▶ **EXTRACTED TEXT**
- - - - - - -

"Beneath the Same Wings" - 10/11/25


Scripture (NIV):
“Even to your old age and gray hairs I am he, I am he who will sustain you. I have made you and I will carry you; I will sustain you and I will rescue you.” — Isaiah 46:4
“Cast all your anxiety on him because he cares for you.” — 1 Peter 5:7


In the hush between hospital visits, medications, and whispered prayers, a sacred space opens—thin, fragile, yet real—where the journey of love and loss mingles with the abiding presence of God. In that space, one walks a path both tender and heavy, caring for a mother whose strength fades, yet whose life is still wreathed in the dignity of love. This devotion is a companion for that journey.

The words from Isaiah 46 echo across years: “Even to your old age … I will carry you.” Here rests a promise: the Lord who formed our frames will also sustain us in seasons of frailty and uncertainty. The very One who breathed life into our mothers now carries their breath when it grows shallow. This is not a promise of painless days, but a promise of sustaining Presence.

To care for another is, in many ways, to roam in the borderland between gratitude and grief. Gratitude for years of love, for heritage, for stories shared; grief for diminishing capacities, for the loss of vitality, for the approaching farewell. There is no neat resolution, but there is grace—a kind of grace that inclines our hearts toward compassion, tenderness, and holy awareness. In choosing to remain, to continue, to offer presence, we participate in God’s own steadfast love.

Peter’s gentle invitation to “cast all your anxiety on him because he cares for you” offers relief—not in minimizing our difficulties, but in drawing us into God’s hands. When nights feel long, when decisions weigh heavy, when the burden seems more than one can bear: place them before the One who cares intimately. To cast is to surrender trustingly, to release into divine care what we cannot carry alone.

In this caregiving, love becomes both a vocation and a liturgy. Each moment of feeding, each hour waiting, each hand held, becomes a quiet offering. In those acts, God dwells. Even in fatigue, even in tears, love gestures toward resurrection—to the deeper life that pulses beneath the thin veil of suffering.

There will be days when the body falters, when the heart aches at the changes, when one must say “I do not know, but I trust.” On those days, let the horizon of God’s goodness comfort the inner horizon of your soul.

The One who carried your mother from birth to now is not absent. The One who carried you through past trials is with you still. The One whose plans are beyond our full sight is weaving faithfulness into the unseen threads of this moment.

- - - - - - -

▶ **TASKS TO PERFORM**
A. Answer these about the devotion, one line each:
(i) Which Bible translation do the quoted Scripture verses come from?
(ii) Which chapter of Isaiah does the devotion cite?
(iii) What two things does the devotion say love becomes in caregiving?
B. Translate this sentence from the devotion into Spanish: "To cast is to surrender trustingly, to release into divine care what we cannot carry alone."
C. Reproduce the devotion word for word, everything from "To care for" down to "cannot carry alone.".
The data that comes next is separate from the devotion.

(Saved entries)
- - - - - - -

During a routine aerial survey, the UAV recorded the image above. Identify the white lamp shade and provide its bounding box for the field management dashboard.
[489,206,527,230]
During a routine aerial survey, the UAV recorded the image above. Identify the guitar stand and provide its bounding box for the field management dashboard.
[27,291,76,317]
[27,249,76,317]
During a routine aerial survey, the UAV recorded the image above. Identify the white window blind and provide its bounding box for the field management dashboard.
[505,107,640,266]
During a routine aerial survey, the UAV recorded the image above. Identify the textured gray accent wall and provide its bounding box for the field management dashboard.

- - - - - - -

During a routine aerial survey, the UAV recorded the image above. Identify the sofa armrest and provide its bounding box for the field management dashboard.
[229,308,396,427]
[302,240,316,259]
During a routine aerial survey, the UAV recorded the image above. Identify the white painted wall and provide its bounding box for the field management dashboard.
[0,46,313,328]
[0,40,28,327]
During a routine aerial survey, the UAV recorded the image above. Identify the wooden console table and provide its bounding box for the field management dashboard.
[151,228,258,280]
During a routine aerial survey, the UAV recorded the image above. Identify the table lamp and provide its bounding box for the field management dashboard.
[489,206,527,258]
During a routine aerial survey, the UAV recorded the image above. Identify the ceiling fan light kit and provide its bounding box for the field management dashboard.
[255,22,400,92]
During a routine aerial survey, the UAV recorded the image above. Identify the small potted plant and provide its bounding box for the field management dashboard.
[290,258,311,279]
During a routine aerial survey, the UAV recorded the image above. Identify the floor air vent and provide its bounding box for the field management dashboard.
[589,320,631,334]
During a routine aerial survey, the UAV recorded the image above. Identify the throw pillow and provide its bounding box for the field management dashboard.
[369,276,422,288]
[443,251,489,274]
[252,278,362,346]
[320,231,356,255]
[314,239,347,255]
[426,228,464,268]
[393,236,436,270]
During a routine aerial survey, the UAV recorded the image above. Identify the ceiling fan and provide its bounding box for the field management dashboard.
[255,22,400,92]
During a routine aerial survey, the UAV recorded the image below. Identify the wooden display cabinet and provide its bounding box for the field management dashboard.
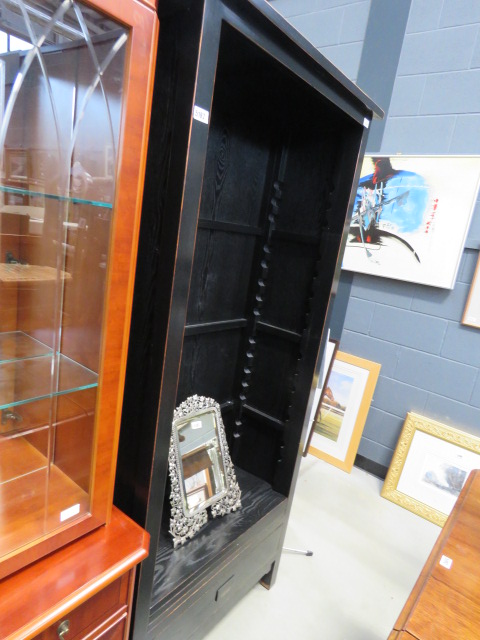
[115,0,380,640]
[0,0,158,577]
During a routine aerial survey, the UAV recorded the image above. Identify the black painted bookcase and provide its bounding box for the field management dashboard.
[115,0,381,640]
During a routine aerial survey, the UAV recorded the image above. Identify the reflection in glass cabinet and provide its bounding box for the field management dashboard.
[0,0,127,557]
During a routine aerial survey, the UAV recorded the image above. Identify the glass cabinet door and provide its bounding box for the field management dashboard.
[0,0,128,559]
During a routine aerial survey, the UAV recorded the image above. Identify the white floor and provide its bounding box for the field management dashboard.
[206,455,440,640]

- - - - - - -

▶ **SET OF ANSWERS**
A.
(i) The NIV.
(ii) Isaiah 46.
(iii) Both a vocation and a liturgy.

B. Echar es rendirse con confianza, soltar al cuidado divino lo que no podemos cargar solos.

C.
To care for another is, in many ways, to roam in the borderland between gratitude and grief. Gratitude for years of love, for heritage, for stories shared; grief for diminishing capacities, for the loss of vitality, for the approaching farewell. There is no neat resolution, but there is grace—a kind of grace that inclines our hearts toward compassion, tenderness, and holy awareness. In choosing to remain, to continue, to offer presence, we participate in God’s own steadfast love.

Peter’s gentle invitation to “cast all your anxiety on him because he cares for you” offers relief—not in minimizing our difficulties, but in drawing us into God’s hands. When nights feel long, when decisions weigh heavy, when the burden seems more than one can bear: place them before the One who cares intimately. To cast is to surrender trustingly, to release into divine care what we cannot carry alone.